=== INSTRUCCIONES Y REQUISITOS ===
Copia sin ningún cambio el fragmento del texto sobre Valor sentimental que va desde "Los Borg no" hasta "que lo consigue.".

=== TEXTO DE LA PÁGINA ===
──────────────────────────────
“Todas las familias felices se parecen, pero cada familia infeliz lo es a su manera”, escribió Tolstói al inicio de Ana Karenina. Valor sentimental podría leerse como una variación contemporánea de esa idea: una exploración de las formas específicas, casi invisibles, que adopta la infelicidad dentro de una familia aparentemente funcional.
Los Borg no encarnan la disfunción espectacular, sino algo más sutil: la suma de ausencias, malentendidos y silencios prolongados que, con el tiempo, terminan por definir un modo de estar juntos. Tal vez, como sugiere la película, toda familia arrastre una falla estructural. Lo decisivo es cómo aprende a vivir con ella, si es que lo consigue.
──────────────────────────────
=== DATOS ===
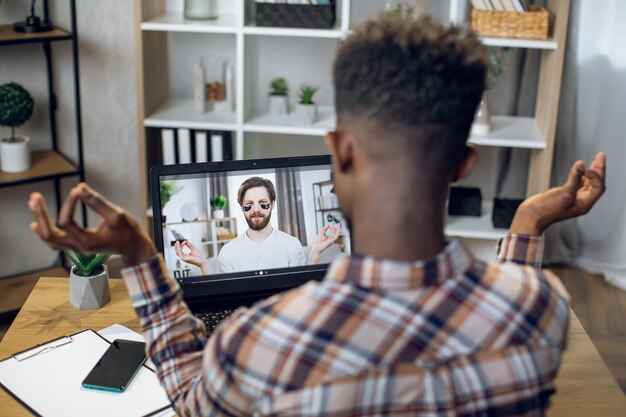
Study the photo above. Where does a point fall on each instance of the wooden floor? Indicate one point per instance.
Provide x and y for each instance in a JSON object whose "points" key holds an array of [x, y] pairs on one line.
──────────────────────────────
=== RESULTADO FINAL ===
Los Borg no encarnan la disfunción espectacular, sino algo más sutil: la suma de ausencias, malentendidos y silencios prolongados que, con el tiempo, terminan por definir un modo de estar juntos. Tal vez, como sugiere la película, toda familia arrastre una falla estructural. Lo decisivo es cómo aprende a vivir con ella, si es que lo consigue.